Since Operation Gatekeeper started, the number of illegal immigrants captured in San Diego has dropped by 60 percent, while rising sevenfold in the rugged El Centro sector. “It’s like poking your finger in a balloon,” says Fox. “If you displace air in one place, it’s going to bulge out somewhere else.” The Border Patrol doesn’t track the number of people injured in illegal crossings, and only started tallying deaths in 1996. That year, nine people died trying to get into Imperial County; last year, the figure was 63.

Those who arrive sick or hurt are often found by Border Patrol agents, who give first aid and call 911. According to El Centro INS agent Manuel Figueroa, agents don’t question or detain injured suspects. This policy has sparked controversy in cash-strapped communities, since the INS would have to pay the medical bills if its agents had taken someone into “custody” — which, according to the INS officers we spoke to, simply means finding out whether the injured person is a non-US citizen in the country illegally.

The INS maintains that its policy is about compassion, not shirking payment. “If we come across someone in immediate need of medical assistance, we don’t check their immigration status; we get them medical care. Our first concern is [whether] they are going to make it,” says INS spokesperson Sharon Gavin.

Medical providers say they don’t want the Border Patrol to start handcuffing the sick; they just need to be reimbursed. “Somebody has to pay for these people,” says Calexico Fire Chief Carlos Escalante, who oversees the only public ambulance service in Imperial County. “It’s our job to take care of them, and we’ll do that as long as the supplies last. (But) one day we’ll be out of business, and then who’s gonna take care of them?”

Things to do:
- a) Reproduce everything in the passage on illegal border crossings from "Those who arrive" down to "spokesperson Sharon Gavin.".
- b) According to the passage on illegal border crossings, how many people died trying to get into Imperial County in 1996?

(Recorded data)
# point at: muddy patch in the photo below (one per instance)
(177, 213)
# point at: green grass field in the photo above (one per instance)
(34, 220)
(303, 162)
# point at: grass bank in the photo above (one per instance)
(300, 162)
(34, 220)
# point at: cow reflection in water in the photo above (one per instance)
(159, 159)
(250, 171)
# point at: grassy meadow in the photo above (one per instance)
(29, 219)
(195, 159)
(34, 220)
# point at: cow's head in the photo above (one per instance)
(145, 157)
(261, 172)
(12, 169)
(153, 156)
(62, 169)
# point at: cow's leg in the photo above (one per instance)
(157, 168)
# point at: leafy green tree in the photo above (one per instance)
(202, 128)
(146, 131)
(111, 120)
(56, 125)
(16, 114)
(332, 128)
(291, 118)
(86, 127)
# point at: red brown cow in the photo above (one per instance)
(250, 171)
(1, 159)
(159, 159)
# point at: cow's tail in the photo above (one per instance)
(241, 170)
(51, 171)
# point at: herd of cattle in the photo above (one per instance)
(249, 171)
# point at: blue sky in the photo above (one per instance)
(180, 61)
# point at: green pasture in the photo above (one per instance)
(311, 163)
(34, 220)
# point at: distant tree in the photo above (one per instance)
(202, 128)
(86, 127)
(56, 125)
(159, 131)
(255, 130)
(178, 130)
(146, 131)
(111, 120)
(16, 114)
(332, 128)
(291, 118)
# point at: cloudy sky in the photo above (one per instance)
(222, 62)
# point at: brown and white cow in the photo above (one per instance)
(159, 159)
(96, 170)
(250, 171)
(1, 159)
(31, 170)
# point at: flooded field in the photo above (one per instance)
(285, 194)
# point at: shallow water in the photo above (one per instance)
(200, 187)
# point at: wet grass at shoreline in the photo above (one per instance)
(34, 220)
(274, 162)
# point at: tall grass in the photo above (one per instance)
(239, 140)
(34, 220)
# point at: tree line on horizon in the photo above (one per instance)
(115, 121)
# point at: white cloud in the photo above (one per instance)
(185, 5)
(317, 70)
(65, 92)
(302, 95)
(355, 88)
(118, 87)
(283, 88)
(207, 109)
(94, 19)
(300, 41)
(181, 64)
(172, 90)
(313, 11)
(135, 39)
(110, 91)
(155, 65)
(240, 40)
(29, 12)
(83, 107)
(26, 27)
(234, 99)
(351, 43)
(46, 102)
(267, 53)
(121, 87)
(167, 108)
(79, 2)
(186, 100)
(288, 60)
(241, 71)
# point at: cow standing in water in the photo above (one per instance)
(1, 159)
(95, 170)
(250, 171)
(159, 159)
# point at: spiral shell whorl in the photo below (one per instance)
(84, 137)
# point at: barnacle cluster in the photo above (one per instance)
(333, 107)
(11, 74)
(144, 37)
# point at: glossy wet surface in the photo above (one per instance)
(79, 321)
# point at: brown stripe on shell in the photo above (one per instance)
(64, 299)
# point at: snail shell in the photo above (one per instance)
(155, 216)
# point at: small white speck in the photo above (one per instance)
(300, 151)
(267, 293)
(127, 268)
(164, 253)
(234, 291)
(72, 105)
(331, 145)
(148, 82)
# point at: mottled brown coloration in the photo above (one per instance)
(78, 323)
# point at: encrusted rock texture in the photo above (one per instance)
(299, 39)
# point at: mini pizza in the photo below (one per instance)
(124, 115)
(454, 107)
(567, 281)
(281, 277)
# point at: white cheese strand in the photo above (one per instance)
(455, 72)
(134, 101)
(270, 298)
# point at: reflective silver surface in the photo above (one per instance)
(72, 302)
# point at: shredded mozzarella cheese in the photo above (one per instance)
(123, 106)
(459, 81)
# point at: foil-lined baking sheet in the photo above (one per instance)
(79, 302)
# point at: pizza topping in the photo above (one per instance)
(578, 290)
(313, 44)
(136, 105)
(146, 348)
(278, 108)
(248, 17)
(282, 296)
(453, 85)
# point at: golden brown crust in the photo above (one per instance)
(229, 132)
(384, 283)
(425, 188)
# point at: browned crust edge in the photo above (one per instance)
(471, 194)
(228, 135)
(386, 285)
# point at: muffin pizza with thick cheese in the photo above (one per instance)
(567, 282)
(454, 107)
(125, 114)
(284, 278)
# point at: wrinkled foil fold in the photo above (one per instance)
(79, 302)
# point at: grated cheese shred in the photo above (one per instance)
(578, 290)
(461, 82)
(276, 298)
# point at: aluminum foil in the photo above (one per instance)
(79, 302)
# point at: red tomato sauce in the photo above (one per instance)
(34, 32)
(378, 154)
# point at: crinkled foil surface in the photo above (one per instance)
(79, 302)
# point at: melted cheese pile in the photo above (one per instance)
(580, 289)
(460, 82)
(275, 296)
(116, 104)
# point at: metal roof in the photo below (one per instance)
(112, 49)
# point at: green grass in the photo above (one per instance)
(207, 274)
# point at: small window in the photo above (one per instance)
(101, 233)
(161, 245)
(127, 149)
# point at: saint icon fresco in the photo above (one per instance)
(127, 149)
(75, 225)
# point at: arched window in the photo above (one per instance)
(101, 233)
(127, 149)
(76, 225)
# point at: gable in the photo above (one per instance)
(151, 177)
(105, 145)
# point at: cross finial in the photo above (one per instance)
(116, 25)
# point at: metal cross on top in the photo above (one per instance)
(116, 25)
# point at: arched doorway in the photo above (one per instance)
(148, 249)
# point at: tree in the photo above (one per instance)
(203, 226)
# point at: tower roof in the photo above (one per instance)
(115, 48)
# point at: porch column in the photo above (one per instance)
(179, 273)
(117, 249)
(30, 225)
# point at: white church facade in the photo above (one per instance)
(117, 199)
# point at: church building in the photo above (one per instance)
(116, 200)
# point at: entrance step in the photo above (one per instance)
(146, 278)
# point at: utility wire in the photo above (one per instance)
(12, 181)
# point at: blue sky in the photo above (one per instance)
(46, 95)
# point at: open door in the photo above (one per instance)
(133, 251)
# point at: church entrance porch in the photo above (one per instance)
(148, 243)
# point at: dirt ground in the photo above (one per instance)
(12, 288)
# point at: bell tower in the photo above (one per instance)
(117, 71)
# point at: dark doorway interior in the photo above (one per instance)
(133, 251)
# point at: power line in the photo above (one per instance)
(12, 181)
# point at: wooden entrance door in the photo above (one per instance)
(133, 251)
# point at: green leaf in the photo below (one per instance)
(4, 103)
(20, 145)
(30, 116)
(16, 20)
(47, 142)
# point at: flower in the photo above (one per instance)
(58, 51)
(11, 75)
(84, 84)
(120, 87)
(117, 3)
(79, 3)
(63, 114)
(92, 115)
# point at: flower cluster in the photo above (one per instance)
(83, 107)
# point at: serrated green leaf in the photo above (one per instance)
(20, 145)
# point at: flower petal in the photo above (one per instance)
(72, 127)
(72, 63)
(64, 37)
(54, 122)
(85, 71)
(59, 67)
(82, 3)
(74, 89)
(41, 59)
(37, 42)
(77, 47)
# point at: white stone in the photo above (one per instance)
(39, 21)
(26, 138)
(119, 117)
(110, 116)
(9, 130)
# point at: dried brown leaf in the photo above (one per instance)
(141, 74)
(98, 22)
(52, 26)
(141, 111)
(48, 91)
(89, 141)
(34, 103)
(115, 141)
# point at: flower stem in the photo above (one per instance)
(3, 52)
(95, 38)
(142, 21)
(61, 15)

Completed exercise:
- a)
Those who arrive sick or hurt are often found by Border Patrol agents, who give first aid and call 911. According to El Centro INS agent Manuel Figueroa, agents don’t question or detain injured suspects. This policy has sparked controversy in cash-strapped communities, since the INS would have to pay the medical bills if its agents had taken someone into “custody” — which, according to the INS officers we spoke to, simply means finding out whether the injured person is a non-US citizen in the country illegally.

The INS maintains that its policy is about compassion, not shirking payment. “If we come across someone in immediate need of medical assistance, we don’t check their immigration status; we get them medical care. Our first concern is [whether] they are going to make it,” says INS spokesperson Sharon Gavin.

- b) Nine people.